EXERCISE MATERIAL:
%%

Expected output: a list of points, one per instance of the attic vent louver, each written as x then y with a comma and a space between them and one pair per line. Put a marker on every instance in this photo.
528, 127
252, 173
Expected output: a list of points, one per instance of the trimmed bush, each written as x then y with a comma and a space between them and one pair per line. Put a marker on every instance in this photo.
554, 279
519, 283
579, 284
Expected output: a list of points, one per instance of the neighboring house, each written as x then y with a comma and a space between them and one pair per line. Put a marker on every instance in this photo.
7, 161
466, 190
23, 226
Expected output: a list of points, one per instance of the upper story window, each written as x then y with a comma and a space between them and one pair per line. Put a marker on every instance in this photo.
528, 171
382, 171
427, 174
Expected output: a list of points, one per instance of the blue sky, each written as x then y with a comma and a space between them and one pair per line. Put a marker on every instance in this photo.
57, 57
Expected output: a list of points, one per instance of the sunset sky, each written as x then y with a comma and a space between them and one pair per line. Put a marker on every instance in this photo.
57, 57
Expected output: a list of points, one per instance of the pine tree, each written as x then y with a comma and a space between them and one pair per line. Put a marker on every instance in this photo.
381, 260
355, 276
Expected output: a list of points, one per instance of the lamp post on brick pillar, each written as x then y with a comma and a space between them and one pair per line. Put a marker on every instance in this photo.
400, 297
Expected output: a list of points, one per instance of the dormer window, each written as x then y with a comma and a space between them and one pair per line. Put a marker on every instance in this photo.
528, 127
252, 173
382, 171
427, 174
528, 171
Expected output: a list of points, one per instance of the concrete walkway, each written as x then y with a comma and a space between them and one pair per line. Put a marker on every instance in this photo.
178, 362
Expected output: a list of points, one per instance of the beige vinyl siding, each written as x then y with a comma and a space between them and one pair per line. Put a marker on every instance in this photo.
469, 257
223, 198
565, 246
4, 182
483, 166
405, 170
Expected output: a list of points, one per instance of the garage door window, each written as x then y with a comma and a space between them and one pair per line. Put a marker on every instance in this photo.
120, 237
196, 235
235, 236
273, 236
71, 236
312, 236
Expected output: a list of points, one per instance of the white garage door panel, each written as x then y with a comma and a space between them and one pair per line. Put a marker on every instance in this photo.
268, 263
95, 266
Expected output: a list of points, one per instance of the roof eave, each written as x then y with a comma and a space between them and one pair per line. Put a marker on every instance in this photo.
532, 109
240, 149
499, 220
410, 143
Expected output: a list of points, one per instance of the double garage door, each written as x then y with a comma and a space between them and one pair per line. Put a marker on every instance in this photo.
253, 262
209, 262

%%
%%

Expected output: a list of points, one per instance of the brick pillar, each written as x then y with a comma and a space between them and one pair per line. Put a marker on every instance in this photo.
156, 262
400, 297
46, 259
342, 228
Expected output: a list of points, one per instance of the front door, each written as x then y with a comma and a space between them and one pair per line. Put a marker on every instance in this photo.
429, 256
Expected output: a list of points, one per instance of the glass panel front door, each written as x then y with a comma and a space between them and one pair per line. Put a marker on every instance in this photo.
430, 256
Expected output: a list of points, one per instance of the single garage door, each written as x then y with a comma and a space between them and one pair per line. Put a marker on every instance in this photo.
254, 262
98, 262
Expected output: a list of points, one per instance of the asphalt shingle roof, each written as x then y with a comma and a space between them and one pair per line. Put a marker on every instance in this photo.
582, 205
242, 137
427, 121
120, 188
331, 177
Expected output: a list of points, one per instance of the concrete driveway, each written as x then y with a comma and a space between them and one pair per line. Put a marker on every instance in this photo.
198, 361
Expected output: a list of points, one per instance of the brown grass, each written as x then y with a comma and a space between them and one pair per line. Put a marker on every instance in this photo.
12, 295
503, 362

%%

WHAT THE TASK REQUIRES: Pull out every line from both blocks of rows above that contains the word "panel", and copy each one in full.

RESULT OF THIS EXERCISE:
Expected output: a list of points, one per instance of the white garage door panel, each written as x then y with a comma and a space between them and one pair per line. Put a marker on every instance in this photo.
Expected output: a list of points, one per instance of the glass panel front door, each written as x then y with a comma and a space between them and one pair per line. Put a marker on every instance in this photo.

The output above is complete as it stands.